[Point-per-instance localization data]
%%

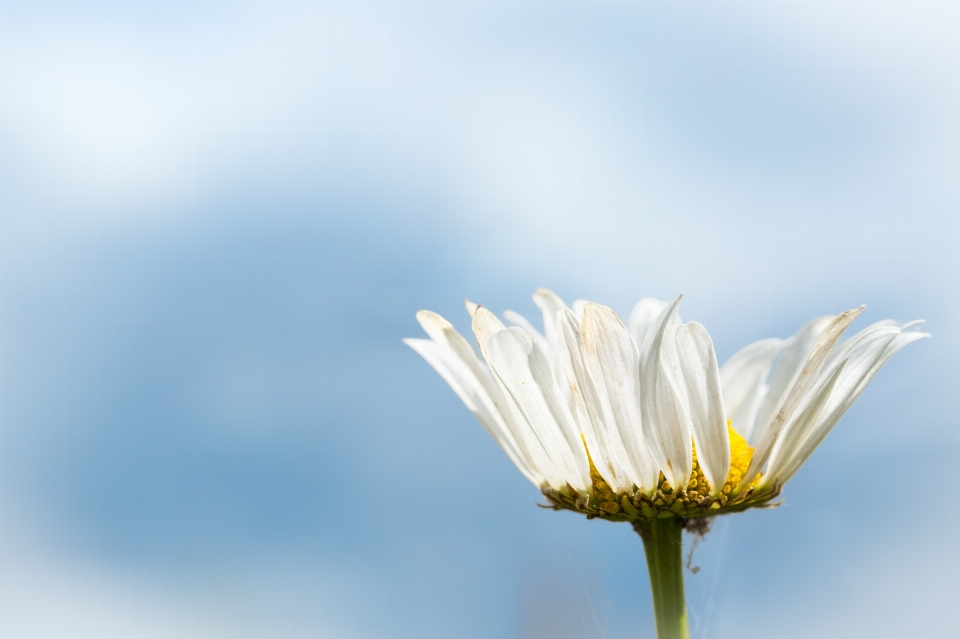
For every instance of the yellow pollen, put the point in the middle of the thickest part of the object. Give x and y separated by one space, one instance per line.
696 500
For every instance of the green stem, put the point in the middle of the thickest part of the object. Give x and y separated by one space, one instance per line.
662 539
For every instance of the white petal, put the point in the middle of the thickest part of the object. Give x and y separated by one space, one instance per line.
495 402
690 364
485 325
519 320
471 307
742 380
642 317
658 403
863 362
611 360
474 395
577 307
523 370
802 382
550 303
786 369
799 427
603 439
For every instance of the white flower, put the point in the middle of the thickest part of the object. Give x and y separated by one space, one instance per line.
626 423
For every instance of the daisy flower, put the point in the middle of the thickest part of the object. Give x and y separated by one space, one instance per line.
638 422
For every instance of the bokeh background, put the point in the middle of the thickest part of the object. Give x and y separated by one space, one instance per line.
217 220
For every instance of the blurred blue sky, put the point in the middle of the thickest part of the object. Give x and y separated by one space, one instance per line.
217 220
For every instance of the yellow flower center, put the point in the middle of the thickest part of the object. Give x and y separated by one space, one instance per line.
693 501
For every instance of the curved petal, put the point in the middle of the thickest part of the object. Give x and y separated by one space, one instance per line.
611 360
471 307
742 380
603 439
863 361
669 437
474 395
523 370
642 317
485 325
786 369
800 385
690 364
519 320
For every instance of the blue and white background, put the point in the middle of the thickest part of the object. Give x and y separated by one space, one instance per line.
217 220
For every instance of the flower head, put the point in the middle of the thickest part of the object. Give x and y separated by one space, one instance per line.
638 421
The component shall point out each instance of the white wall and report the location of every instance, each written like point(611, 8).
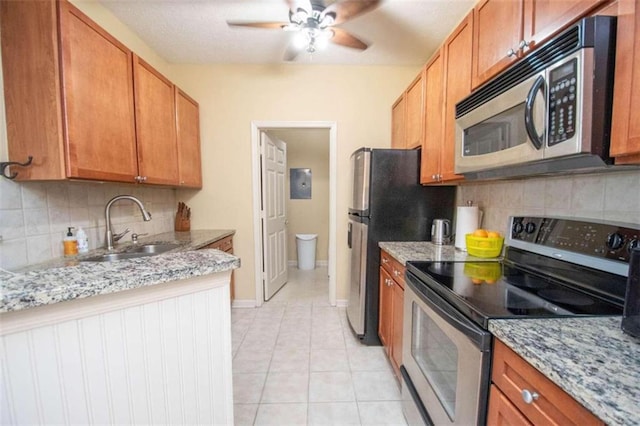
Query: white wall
point(358, 99)
point(308, 148)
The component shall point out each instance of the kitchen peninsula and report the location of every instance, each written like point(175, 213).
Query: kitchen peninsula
point(144, 340)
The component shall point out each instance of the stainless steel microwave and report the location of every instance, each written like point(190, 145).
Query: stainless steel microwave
point(549, 112)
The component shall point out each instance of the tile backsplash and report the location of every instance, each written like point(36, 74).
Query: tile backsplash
point(34, 216)
point(613, 196)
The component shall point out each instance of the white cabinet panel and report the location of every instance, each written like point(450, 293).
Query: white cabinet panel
point(165, 361)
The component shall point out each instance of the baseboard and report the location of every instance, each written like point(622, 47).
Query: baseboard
point(318, 263)
point(243, 303)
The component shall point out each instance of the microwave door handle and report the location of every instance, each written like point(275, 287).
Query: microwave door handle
point(530, 127)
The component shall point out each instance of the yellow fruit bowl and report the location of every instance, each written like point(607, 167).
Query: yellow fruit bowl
point(484, 246)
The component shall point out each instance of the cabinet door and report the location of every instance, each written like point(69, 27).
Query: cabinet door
point(551, 405)
point(31, 75)
point(385, 318)
point(415, 112)
point(398, 127)
point(188, 130)
point(497, 32)
point(625, 127)
point(396, 327)
point(430, 156)
point(457, 56)
point(544, 18)
point(502, 412)
point(155, 125)
point(97, 100)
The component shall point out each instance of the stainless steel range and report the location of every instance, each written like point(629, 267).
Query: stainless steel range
point(552, 267)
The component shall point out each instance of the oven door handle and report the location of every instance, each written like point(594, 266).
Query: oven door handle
point(480, 337)
point(529, 125)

%%

What is needed =
Return only those lines that run from the one containing "The component shall point out each instance of the yellow" through the end of the entries, keeping each exactly as written.

Result of the task =
The component shall point out each instance of the yellow fruit bowl and report the location of every instance, each written like point(607, 167).
Query: yellow fruit bowl
point(484, 246)
The component shall point out each instance of the cabinet door and report the location of every instance, each written like point(69, 27).
Query: cabinet door
point(551, 405)
point(31, 75)
point(385, 318)
point(415, 112)
point(398, 127)
point(188, 130)
point(497, 32)
point(625, 127)
point(396, 327)
point(430, 156)
point(457, 56)
point(544, 18)
point(502, 412)
point(155, 125)
point(97, 100)
The component shall point out each instance of the stainless steel range and report the location of every instance, each written like point(629, 267).
Query: stainless steel range
point(552, 267)
The component shall point out each instance of the oven door handle and report the location of every instance, each written like point(594, 266).
Query: oven door handle
point(480, 337)
point(529, 125)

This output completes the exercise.